(Tarefas do exercício)
1. Liste as coisas que, segundo o trecho dado, o beijo do casal materializava ali no metrô.
2. Responda, com base no trecho dado:
(a) Que bandeira estava pintada no rosto da moça?
(b) Por quem a cidade foi invadida na adolescência lembrada no texto?
(c) De quem era a página que aparecia na PrintScreen mencionada?
3. Por favor, transcreva literalmente o trecho dado, começando nas palavras "Por que, meudeusdocéu?" e parando depois de "vendidas como mercadoria?".

(Trecho dado)
▼▼▼
Linha verde. Ana Rosa. Sentido Vila Madalena. Entraram no Paraíso. Ela com aqueles cabelos cacheados, imensos, a pela negra, o sorriso largo e branco. No rosto a bandeira pintada da França, assim como ele, loiro, de olhos claros, pele braaaaaaaaaaaaanca branca, todo enrolado na bandeira. Juntos e risonhos. Contrastavam no metrô não muito cheio de gente pós-dia-de-trabalho, se não era do estádio - como o itinerário parecia me contar que não - eles ao menos vinham de um clima de Copa, ver jogo e curtir: juntos. Eles se beijavam. Aquilo me incomodava. é. eu sei. me senti a repressora de uma repressão que eu senti tantas vezes por no auge da paixão beijar em lugares públicos. Mas ao mesmo tempo, o beijo deles me excitava. E preenchia todo o espaço. A impressão que eu tinha é que todo mundo estava vendo os dois, materializando ali, por exemplo, a razão de ouvirmos o metrô falando inglês, as placas de sinalização, as festas, os jogos, o turismo... tudo ali. nos dois. sutis.
E era a negra - pra ele, ou pro esteriótipo, a mulata - e o loiro do olho claro, gringo... "será que ela entende o que ele fala?" (oi? é sério que você pensou isso isabela?) me vinha aquele asco subindo pelo sangue da cena tão vezes dita e divulgada e ampliada e quista, mas ao mesmo tempo vinha a minha paranoia: e por que eu tô pensando que ela tá com ele por interesse? por que ela é preta? por que ela é preta e por isso deve ser pobre e precisar de um pinto-bem-de-vida? ela pode ser simplesmente negra, mulher dona do seu corpo querendo conhecer gente nova. E ele? precisa ser um filho da puta que só veio comer as brazuca? Rememorei minha adolescência quando nossa cidade foi invadida por jovens italianos que ficaram com várias meninas da minha turma, inclusive eu - e ali, nenhuma de nós queria um casamento, um visto internacional ou a grana deles. Mas era super divertido trocar com alguém de outro país, que fala outra língua, que sente outros gostos.
Por que, meudeusdocéu? 
"Só" porque ontem eu amanheci com a PrintScreen da página do Luciano Huck atrás de loiras solteiras a fim de achar o gringo dos sonhos? "Só" por que o turismo sexual é uma prática abominável e recorrente desde que esse continente é chamado de Pau Brasil? Por que somos vendidas como mercadoria?
Nossa imagem?
Dizem que somos as mais gostosas do mundo, as mais belas, mais sexys... e nos enchem as revistas "femininas" e de "adolescentes" com caras como ele, loiro, do olho claro e dizem "isso sim é homem bonito"?
▲▲▲
(Registros armazenados)
▼▼▼
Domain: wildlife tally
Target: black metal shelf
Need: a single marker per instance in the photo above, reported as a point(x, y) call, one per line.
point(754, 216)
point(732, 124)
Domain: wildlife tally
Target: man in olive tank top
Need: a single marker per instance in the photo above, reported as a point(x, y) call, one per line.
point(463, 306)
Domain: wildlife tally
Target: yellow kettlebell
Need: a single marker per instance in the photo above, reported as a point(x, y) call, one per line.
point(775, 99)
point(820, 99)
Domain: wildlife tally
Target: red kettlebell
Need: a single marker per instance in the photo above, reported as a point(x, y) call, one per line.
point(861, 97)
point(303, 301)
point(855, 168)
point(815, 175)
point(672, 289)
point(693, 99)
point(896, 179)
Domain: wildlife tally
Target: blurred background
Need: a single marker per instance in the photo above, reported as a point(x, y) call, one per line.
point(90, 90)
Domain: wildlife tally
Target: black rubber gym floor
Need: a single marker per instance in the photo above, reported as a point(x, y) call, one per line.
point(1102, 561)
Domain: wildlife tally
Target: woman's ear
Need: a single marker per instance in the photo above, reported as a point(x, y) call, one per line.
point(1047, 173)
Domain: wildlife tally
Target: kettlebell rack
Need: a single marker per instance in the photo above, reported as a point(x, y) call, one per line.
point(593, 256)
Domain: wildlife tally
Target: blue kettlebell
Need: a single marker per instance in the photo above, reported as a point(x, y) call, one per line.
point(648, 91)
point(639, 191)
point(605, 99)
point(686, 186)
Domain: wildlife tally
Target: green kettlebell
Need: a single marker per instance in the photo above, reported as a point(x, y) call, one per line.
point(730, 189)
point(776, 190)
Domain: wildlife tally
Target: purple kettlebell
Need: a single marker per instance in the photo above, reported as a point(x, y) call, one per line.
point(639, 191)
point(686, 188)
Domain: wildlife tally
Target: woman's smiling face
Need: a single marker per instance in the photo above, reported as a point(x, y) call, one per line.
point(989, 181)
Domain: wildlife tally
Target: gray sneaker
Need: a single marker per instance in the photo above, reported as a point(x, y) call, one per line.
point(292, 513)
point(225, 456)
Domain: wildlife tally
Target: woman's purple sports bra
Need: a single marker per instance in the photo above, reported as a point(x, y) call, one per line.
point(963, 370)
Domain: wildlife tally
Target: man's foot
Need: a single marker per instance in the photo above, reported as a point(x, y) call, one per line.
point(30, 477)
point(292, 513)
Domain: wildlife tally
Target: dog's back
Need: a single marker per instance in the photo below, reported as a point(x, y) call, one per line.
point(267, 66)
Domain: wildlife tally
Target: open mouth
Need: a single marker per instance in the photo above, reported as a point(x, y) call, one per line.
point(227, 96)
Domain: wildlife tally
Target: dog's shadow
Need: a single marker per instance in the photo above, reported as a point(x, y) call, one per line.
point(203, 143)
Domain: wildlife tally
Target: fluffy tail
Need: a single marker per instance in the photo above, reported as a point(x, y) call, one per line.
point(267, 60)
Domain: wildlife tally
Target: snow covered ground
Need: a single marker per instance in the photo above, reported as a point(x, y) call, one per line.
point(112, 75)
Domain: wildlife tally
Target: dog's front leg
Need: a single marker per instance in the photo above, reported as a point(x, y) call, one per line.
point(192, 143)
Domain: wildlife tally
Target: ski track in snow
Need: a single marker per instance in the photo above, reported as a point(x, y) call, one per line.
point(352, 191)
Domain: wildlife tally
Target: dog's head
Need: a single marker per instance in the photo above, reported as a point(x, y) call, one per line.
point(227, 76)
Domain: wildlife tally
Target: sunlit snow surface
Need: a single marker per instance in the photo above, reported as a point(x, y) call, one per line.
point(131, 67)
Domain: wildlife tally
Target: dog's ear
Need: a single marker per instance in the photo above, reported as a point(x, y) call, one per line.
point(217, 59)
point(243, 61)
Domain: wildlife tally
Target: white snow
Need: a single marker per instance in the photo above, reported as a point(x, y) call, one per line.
▲▲▲
(Respostas)
1. o metrô falando inglês; as placas de sinalização; as festas; os jogos; o turismo

2.
(a) A bandeira da França.
(b) Por jovens italianos.
(c) Do Luciano Huck.

3.
Por que, meudeusdocéu? 
"Só" porque ontem eu amanheci com a PrintScreen da página do Luciano Huck atrás de loiras solteiras a fim de achar o gringo dos sonhos? "Só" por que o turismo sexual é uma prática abominável e recorrente desde que esse continente é chamado de Pau Brasil? Por que somos vendidas como mercadoria?